EXERCISE DETAILS: Your reply should repeat all records verbatim and contain no images.

RECORDS SUPPLIED:

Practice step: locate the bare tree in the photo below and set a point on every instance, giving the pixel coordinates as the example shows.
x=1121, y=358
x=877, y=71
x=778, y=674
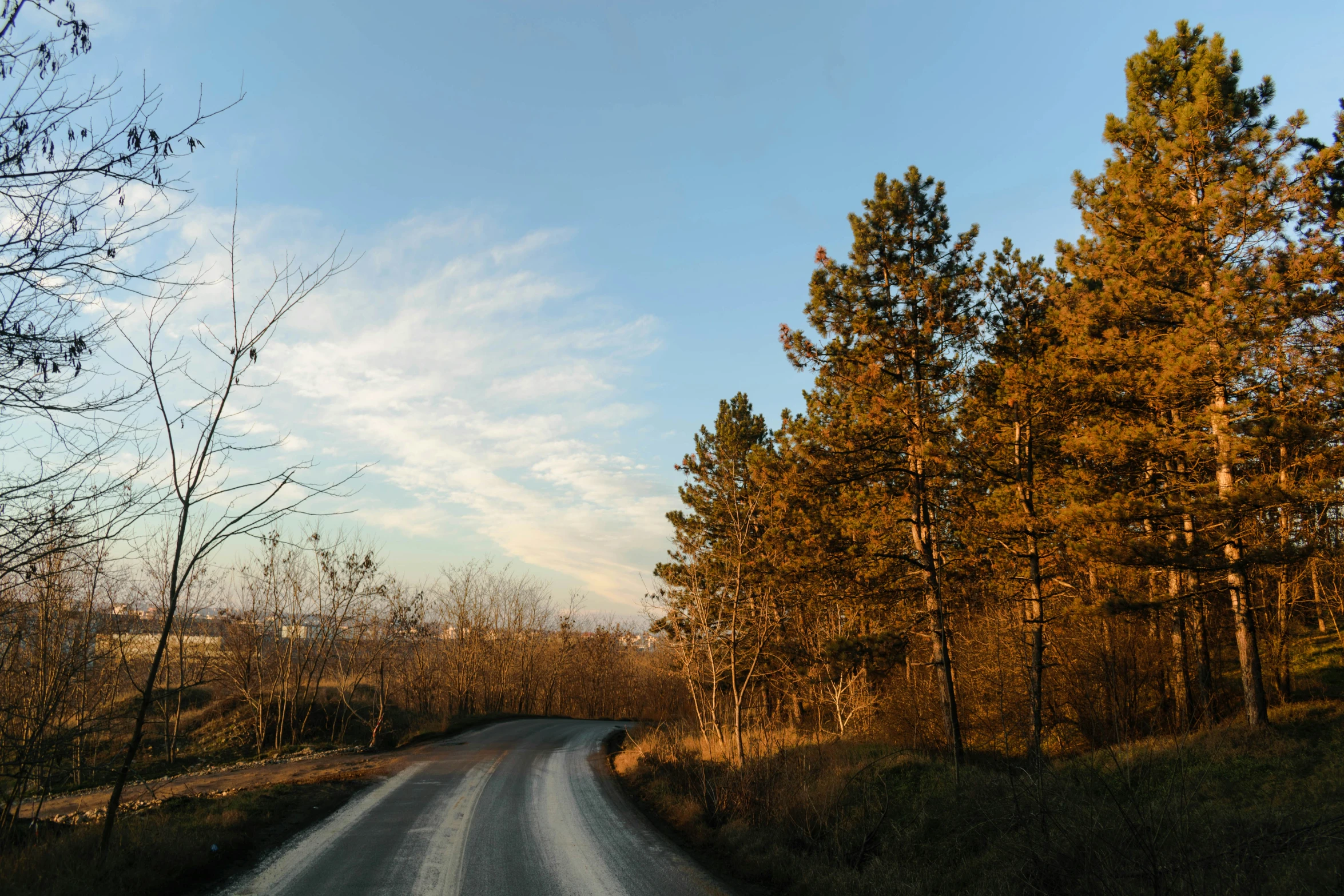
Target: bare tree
x=206, y=499
x=85, y=176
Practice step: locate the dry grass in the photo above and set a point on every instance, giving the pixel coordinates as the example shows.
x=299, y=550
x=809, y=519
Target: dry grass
x=186, y=845
x=1222, y=812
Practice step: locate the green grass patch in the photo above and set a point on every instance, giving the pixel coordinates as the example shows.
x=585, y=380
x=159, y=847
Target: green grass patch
x=183, y=847
x=1227, y=810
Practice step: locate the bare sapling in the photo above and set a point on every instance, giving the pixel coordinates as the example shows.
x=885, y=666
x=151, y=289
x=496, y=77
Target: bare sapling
x=208, y=501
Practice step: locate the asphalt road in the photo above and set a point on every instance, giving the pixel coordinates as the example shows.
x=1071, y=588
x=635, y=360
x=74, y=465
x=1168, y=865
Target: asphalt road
x=515, y=809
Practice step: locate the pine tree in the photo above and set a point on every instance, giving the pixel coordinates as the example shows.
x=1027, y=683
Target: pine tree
x=1011, y=430
x=714, y=575
x=897, y=327
x=1175, y=285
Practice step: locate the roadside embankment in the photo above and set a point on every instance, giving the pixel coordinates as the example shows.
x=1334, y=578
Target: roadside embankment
x=1226, y=810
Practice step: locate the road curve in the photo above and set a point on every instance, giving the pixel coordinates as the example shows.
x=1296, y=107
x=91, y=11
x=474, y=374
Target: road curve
x=514, y=809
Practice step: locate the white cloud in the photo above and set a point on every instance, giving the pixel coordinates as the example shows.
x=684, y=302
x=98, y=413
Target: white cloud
x=490, y=391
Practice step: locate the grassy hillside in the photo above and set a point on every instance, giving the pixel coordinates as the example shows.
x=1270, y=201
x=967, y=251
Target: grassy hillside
x=1225, y=810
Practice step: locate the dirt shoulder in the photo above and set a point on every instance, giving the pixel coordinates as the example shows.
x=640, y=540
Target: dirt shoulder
x=343, y=764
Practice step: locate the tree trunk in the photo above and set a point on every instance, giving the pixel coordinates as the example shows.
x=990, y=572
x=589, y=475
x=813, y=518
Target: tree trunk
x=1180, y=659
x=137, y=731
x=941, y=659
x=1247, y=647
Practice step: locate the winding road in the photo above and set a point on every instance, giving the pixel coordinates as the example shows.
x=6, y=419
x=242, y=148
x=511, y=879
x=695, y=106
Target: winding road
x=514, y=809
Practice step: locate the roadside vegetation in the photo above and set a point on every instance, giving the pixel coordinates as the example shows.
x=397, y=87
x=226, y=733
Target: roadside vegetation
x=1227, y=809
x=1041, y=591
x=183, y=847
x=129, y=649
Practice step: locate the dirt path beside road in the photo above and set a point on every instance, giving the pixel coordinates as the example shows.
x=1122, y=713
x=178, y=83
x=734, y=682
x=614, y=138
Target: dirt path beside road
x=291, y=770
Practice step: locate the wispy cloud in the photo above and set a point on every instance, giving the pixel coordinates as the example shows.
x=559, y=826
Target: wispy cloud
x=488, y=390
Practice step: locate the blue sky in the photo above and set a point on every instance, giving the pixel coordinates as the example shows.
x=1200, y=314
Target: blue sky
x=581, y=225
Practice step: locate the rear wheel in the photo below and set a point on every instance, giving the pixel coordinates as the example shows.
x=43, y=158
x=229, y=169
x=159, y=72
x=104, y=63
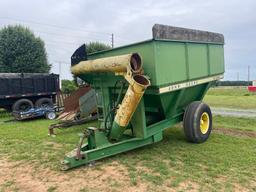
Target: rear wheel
x=44, y=102
x=197, y=122
x=22, y=105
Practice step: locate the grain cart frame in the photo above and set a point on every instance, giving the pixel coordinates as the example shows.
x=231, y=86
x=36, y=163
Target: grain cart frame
x=146, y=87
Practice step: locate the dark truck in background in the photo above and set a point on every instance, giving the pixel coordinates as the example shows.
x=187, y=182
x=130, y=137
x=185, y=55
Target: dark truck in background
x=23, y=91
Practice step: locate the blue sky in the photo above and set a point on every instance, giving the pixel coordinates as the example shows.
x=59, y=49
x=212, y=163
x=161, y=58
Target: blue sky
x=64, y=25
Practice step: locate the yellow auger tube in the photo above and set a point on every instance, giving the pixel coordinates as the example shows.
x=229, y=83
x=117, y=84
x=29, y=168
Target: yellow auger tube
x=135, y=91
x=117, y=64
x=130, y=66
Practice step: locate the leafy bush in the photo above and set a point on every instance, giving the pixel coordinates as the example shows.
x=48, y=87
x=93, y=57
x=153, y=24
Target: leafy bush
x=21, y=51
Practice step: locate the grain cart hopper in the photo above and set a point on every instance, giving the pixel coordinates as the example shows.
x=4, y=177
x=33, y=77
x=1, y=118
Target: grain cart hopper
x=146, y=87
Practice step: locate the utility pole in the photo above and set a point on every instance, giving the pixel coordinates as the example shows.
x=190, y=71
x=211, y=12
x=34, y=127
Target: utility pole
x=248, y=73
x=112, y=40
x=60, y=73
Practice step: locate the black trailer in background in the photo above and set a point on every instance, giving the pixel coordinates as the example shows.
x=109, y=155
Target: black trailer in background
x=20, y=91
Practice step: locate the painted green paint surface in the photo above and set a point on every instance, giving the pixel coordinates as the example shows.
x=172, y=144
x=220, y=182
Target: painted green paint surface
x=216, y=54
x=169, y=62
x=197, y=60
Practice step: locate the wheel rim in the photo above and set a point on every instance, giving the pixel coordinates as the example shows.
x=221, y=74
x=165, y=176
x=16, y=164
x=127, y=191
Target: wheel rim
x=51, y=115
x=204, y=122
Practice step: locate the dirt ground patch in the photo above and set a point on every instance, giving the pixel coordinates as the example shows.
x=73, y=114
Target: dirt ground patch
x=235, y=132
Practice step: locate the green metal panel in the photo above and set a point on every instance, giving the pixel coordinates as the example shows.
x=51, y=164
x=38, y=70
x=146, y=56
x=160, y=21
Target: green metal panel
x=170, y=62
x=166, y=62
x=197, y=60
x=216, y=54
x=146, y=51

SOLUTION TO THIS EXERCISE:
Practice step: locate the bare tree in the photo below and set a point on every instance, giving the pixel coordinates as the example shows.
x=1121, y=358
x=877, y=71
x=778, y=674
Target: bare tree
x=206, y=499
x=85, y=176
Practice step: locate the dry grass in the photo above and set a point on every instance, giving the pixel coordinates as the example shows.
x=299, y=550
x=809, y=519
Target: dry grass
x=186, y=845
x=1222, y=812
Practice step: locate the green grass patch in the photo above and set a point on every instance, giving the pixel coordinates as the example shows.
x=585, y=380
x=159, y=847
Target: green grass patch
x=183, y=847
x=1227, y=810
Practice step: locate the bare sapling in the photo above and set a point on every instance, giving the pixel coordinates as the example shows.
x=885, y=666
x=151, y=289
x=496, y=77
Target: bare sapling
x=208, y=501
Practice step: locate the asphalt road in the photo above and set a point on every instance, giving the pixel coordinates as the example shows.
x=1071, y=588
x=635, y=360
x=74, y=465
x=1168, y=865
Target: asphalt road
x=515, y=809
Practice step: locate the pine tree in the photo above and set a point on every instance, giving the pixel coordinates as the example shows.
x=1027, y=683
Target: pine tree
x=1011, y=430
x=714, y=575
x=897, y=327
x=1175, y=285
Practice step: locate the roadside embankment in the photo above and set a point on every instance, giving the pixel coordinates as the example shows.
x=1334, y=578
Target: roadside embankment
x=1226, y=810
Practice step: locate the road curve in the photo above and set a point on every instance, giving the pixel coordinates as the example shows.
x=1296, y=107
x=91, y=11
x=474, y=374
Target: road curve
x=514, y=809
Practice step: locate the white cloud in the photo above and set a point on every instance, giving the pixel coordinates as the example shows.
x=684, y=302
x=98, y=413
Target: white cloud
x=490, y=391
Practice step: locate the grassy hillside in the photo above and set a point on every instance, giving the pixel coordinates as the example shows.
x=1270, y=201
x=967, y=251
Target: grassy hillside
x=1225, y=810
Practice step: locate the dirt shoulder in the photo above and set a point on every instance, giving the pixel coordinates as the example shows.
x=640, y=540
Target: dirt shoulder
x=343, y=764
Practice step: locate the tree trunk in the photo above and set a point on every instance, giving the pixel coordinates as the example shows.
x=990, y=572
x=589, y=475
x=813, y=518
Target: tree trunk
x=1180, y=659
x=137, y=731
x=941, y=659
x=1247, y=647
Practice step: locate the winding road in the photo above and set a point on every instance, giving the pixel coordinates as the example shows.
x=6, y=419
x=242, y=148
x=511, y=879
x=695, y=106
Target: winding road
x=514, y=809
Practice step: locate the roadside vegetation in the photo above and set a point on every instance, giving the pixel coordinates as the example shows.
x=397, y=87
x=226, y=733
Target: roadside vegetation
x=1227, y=809
x=1041, y=591
x=183, y=847
x=129, y=649
Practice step: locate the dirt path beside road in the photo above and set a point on every instance, giving the pixel coordinates as the example shows.
x=1122, y=713
x=178, y=83
x=734, y=682
x=614, y=138
Target: dirt path beside road
x=291, y=770
Practice step: locate the wispy cloud in the photo above and set a point on every instance, giving the pixel coordinates as the example shows.
x=559, y=826
Target: wispy cloud
x=488, y=390
Practice step: locate the blue sky in the photo above and set a point on every instance, giving the pixel coordinates as the example shows.
x=1200, y=314
Target: blue sky
x=581, y=225
Practice step: locate the rear wheel in the photo below and set a point on every instance, giving the pixel coordinates as the example shows.
x=43, y=158
x=229, y=169
x=159, y=72
x=104, y=63
Target: rear wheel
x=44, y=102
x=197, y=122
x=22, y=105
Practice step: locate the grain cart frame in the photo above and set a point on every instance, giving the pixel coordinates as the example shows.
x=231, y=86
x=36, y=163
Target: grain cart frame
x=146, y=87
Practice step: locate the dark truck in background in the photo above and set a point on every instance, giving the pixel coordinates as the example shows.
x=187, y=182
x=130, y=137
x=185, y=55
Target: dark truck in background
x=23, y=91
Practice step: locate the blue sky in the photo above and set a point on every instance, giving the pixel coordinates as the example shows.
x=59, y=49
x=212, y=163
x=161, y=58
Target: blue sky
x=64, y=25
Practice step: locate the yellow auger tube in the photo above and set a point on every instance, giving the pixel coordinates as the example shows.
x=229, y=83
x=117, y=84
x=29, y=168
Target: yellow auger tube
x=135, y=91
x=117, y=64
x=130, y=66
Practice step: locate the leafy bush in the photo above and set a point on every instance, giving the pixel coordinates as the example shows.
x=48, y=87
x=93, y=57
x=153, y=24
Target: leafy bush
x=21, y=51
Practice step: locate the grain cart hopper in the photo above and set a point on every instance, giving the pixel coordinates as the example shows.
x=4, y=177
x=33, y=77
x=1, y=118
Target: grain cart hopper
x=146, y=87
Practice step: locate the utility pole in the photo above and set a point on every instance, giving the pixel coordinates as the example shows.
x=190, y=71
x=211, y=12
x=34, y=127
Target: utility pole
x=248, y=73
x=112, y=40
x=60, y=73
Practice step: locate the black trailer in background in the photo above and set a point on every instance, giving the pixel coordinates as the example shows.
x=109, y=155
Target: black trailer in background
x=20, y=91
Practice step: locate the painted green paint surface in the photo above and set a point on every instance, giving the pixel coordinates as the example shows.
x=172, y=144
x=220, y=182
Target: painted green paint surface
x=216, y=54
x=169, y=62
x=197, y=60
Practice step: locate the wheel rim in the photo above and set a point on every instance, giving the pixel coordinates as the example shows.
x=221, y=74
x=165, y=176
x=16, y=164
x=127, y=191
Target: wheel rim
x=51, y=115
x=204, y=122
Practice step: locate the dirt ground patch in the photo above and set a point on every instance, giving the pixel coordinates as the example shows.
x=73, y=114
Target: dirt ground patch
x=235, y=132
Practice step: locate the green metal panel in the photo above and set a point on every instance, giving the pixel coordinates as the example shows.
x=51, y=164
x=38, y=70
x=146, y=56
x=160, y=21
Target: green metal panel
x=170, y=62
x=166, y=62
x=197, y=60
x=216, y=54
x=146, y=51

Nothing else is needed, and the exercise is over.